— Document excerpt —
****
In Summer 2022, Esperance piloted new ideas for safeguarding at Cambridge Folk Festival with the aim of making safeguarding procedures more visible and obvious. The festival already had a solid safeguarding policy and is consistently working towards gender equality as part of Keychange and by giving support to Esperance and other initiatives.

As part of the pilot, Esperance created safeguarding posters to display in the youth area - The Hub - and in toilets and communal areas across the site. Similar to posters used in schools, these showed the faces, names and contact details of the safeguarding team so that they could be easily identified by children and young people. Other posters showed what is expected of people at the festival, reminding them to show respect and tolerance to all those around them. The reception to the posters and their use on the festival site was overwhelmingly positive. Staff, audiences and families fed back that they appreciated having a face and a name to speak to if needed, and many commented that they would like to see these posters at other festivals too.
****
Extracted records

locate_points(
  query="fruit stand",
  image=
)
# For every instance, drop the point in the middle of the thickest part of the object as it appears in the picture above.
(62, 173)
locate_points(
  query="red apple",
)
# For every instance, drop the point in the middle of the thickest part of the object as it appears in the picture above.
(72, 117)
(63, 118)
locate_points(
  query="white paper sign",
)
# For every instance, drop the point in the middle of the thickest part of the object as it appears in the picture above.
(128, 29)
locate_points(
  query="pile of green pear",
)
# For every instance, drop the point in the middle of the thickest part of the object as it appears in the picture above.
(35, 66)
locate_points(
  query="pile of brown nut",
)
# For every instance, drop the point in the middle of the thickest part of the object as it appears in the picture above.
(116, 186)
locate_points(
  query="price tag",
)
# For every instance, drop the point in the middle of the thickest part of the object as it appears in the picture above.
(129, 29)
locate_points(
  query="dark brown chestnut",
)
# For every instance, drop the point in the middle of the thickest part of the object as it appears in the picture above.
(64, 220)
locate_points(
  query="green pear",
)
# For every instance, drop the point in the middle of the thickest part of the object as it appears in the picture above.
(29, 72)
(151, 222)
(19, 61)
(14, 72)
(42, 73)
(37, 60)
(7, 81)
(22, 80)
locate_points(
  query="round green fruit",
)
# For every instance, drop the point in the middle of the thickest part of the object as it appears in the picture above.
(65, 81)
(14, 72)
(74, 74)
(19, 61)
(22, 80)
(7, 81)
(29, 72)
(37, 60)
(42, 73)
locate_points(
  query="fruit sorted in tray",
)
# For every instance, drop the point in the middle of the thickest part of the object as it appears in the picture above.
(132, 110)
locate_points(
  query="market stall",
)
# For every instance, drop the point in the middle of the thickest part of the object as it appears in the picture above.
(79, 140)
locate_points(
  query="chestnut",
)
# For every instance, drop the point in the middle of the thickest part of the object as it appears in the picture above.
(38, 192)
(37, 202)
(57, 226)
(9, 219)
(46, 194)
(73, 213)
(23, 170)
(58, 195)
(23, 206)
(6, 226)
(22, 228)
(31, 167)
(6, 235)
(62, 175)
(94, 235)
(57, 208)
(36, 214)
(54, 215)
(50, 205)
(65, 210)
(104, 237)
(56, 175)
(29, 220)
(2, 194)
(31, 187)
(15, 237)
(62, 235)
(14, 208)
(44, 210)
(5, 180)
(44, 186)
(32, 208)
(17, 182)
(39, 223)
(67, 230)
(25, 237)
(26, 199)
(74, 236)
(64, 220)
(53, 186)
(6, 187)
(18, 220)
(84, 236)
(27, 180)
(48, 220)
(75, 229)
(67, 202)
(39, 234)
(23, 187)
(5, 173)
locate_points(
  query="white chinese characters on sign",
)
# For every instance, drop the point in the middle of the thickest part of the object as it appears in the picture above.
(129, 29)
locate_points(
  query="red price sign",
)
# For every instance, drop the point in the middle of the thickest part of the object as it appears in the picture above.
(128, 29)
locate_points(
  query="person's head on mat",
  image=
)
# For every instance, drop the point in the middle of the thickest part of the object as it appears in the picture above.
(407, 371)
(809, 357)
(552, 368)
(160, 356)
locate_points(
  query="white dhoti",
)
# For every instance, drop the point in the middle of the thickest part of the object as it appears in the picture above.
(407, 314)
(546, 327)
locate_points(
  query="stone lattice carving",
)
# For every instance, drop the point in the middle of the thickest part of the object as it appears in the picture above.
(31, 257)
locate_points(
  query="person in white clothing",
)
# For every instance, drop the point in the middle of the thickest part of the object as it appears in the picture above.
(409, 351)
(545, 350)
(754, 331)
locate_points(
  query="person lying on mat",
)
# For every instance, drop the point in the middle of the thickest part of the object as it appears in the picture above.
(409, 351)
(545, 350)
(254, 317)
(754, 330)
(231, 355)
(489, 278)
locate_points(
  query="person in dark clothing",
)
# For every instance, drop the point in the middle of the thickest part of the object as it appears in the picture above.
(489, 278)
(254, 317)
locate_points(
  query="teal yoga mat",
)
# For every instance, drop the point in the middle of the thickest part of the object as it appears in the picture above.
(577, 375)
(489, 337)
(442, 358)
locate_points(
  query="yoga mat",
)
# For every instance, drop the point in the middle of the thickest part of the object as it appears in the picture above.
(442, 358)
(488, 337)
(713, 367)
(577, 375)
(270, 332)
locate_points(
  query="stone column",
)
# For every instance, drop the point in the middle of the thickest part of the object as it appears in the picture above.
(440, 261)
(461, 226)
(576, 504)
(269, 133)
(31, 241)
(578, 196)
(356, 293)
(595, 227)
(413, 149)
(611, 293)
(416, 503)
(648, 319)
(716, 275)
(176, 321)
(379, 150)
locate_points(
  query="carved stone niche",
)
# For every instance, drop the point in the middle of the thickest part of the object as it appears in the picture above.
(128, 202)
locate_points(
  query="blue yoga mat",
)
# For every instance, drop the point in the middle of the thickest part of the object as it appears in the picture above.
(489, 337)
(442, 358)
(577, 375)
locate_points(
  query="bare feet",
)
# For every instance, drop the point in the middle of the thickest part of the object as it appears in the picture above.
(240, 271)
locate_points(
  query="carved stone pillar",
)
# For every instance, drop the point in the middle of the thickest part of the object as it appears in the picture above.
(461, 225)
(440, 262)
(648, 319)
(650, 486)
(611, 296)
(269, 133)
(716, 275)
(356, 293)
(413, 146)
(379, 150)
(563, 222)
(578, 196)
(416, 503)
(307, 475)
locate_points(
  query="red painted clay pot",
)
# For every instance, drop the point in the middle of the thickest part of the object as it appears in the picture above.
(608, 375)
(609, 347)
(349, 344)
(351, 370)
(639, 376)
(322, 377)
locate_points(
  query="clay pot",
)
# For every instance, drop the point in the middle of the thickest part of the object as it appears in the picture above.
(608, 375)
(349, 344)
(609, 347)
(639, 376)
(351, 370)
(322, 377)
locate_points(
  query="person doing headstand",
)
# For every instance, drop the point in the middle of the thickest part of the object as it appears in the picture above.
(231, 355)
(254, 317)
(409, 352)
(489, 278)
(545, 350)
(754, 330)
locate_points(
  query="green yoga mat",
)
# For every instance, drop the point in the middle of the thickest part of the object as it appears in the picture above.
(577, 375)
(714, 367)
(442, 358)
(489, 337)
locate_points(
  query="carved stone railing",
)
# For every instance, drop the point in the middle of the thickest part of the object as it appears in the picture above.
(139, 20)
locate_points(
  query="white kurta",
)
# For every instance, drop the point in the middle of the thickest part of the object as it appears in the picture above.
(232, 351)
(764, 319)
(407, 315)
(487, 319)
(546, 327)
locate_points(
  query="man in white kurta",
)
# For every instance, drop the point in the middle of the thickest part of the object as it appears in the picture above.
****
— Do this —
Carry on the text about the safeguarding pilot at Cambridge Folk Festival from the point where it stops. The rows have nothing to do with this.

— Task answer —
Rebecca Stewart, Festival Manager, explains “The Hub and the safety of those that use it is so important to the Festival. We want to create a safe, supportive and fun space for young people to learn, make friends and hopefully go on to bigger and better things. Working with Esperance has allowed us to build on the strong foundations we already had and ensure we are developing safe areas across the site for everyone attending Cambridge.”

Nicola Beazley - Esperance co-founder, music educator and Section Head at The Hub - put together a set of guidelines for anyone leading a one-off workshop with children and young people at the festival. This made it clear to artists interacting with the participants what was expected of them as a tutor, not only making sure it was clear where the festival stood in terms of protecting young people, but also offering advice and guidance about how to interact with the young people, as not all artists had prior experience of working in an educator role. The guidelines included information about how to report concerns, rules about not sharing personal contact details with or spending time alone with young people, and a reminder that educators should be positive role models.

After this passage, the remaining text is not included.